Supplied entries |
———

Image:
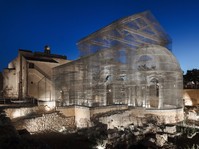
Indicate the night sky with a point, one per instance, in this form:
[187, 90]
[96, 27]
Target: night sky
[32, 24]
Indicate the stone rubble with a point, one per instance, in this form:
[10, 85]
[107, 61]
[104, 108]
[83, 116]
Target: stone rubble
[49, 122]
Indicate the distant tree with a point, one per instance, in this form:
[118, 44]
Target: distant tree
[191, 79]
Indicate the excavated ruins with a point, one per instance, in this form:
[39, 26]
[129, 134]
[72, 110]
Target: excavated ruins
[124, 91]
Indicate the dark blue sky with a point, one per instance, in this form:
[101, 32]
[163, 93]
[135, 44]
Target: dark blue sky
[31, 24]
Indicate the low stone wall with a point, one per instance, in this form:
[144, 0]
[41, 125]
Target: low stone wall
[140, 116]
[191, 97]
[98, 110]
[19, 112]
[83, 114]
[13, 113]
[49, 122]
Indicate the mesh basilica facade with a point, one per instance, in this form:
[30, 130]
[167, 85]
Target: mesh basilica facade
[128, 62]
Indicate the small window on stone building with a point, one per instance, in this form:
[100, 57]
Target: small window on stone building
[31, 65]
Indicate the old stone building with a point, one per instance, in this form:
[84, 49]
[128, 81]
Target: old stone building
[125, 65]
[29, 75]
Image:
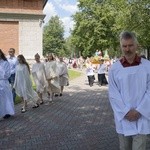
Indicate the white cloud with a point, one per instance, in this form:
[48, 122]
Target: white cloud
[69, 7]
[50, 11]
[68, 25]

———

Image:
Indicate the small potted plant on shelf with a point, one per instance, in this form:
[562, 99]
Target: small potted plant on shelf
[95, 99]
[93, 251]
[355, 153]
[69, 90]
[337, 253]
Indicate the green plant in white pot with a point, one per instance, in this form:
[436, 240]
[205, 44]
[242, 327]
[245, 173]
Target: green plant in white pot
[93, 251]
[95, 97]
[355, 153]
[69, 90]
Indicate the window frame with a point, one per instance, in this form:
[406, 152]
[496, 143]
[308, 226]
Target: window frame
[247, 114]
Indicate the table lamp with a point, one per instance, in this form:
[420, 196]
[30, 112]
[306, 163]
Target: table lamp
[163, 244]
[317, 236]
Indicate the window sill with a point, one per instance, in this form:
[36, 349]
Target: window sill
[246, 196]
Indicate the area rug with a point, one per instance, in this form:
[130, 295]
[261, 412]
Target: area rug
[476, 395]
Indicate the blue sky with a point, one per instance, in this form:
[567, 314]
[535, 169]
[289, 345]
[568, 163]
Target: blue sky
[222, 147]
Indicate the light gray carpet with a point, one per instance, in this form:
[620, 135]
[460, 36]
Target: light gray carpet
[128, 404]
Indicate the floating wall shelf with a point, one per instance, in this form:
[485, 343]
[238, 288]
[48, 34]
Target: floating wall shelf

———

What to do | Copy out the data from the line containing "Indicate the window sill" through the line containing "Target: floating wall shelf", keeping every line. Raise each answer coordinate by 31 and leave all other numbers unchanged.

Expected output |
Indicate the window sill with a point, one per instance, in this form:
[36, 349]
Target: window sill
[277, 227]
Indicate the area rug with a point, one per instance, in this form:
[130, 295]
[261, 412]
Target: area rug
[507, 426]
Indicate the blue sky with a point, one per instance, in this form:
[567, 314]
[535, 169]
[289, 345]
[568, 163]
Target: blue sky
[253, 178]
Indicate the light gray carpet with a point, one per instance, in this form:
[620, 135]
[460, 36]
Target: light gray carpet
[159, 435]
Indicate the floating wall shelf with a point, one per instance, in this form:
[485, 343]
[238, 288]
[48, 34]
Target: floating wall shelf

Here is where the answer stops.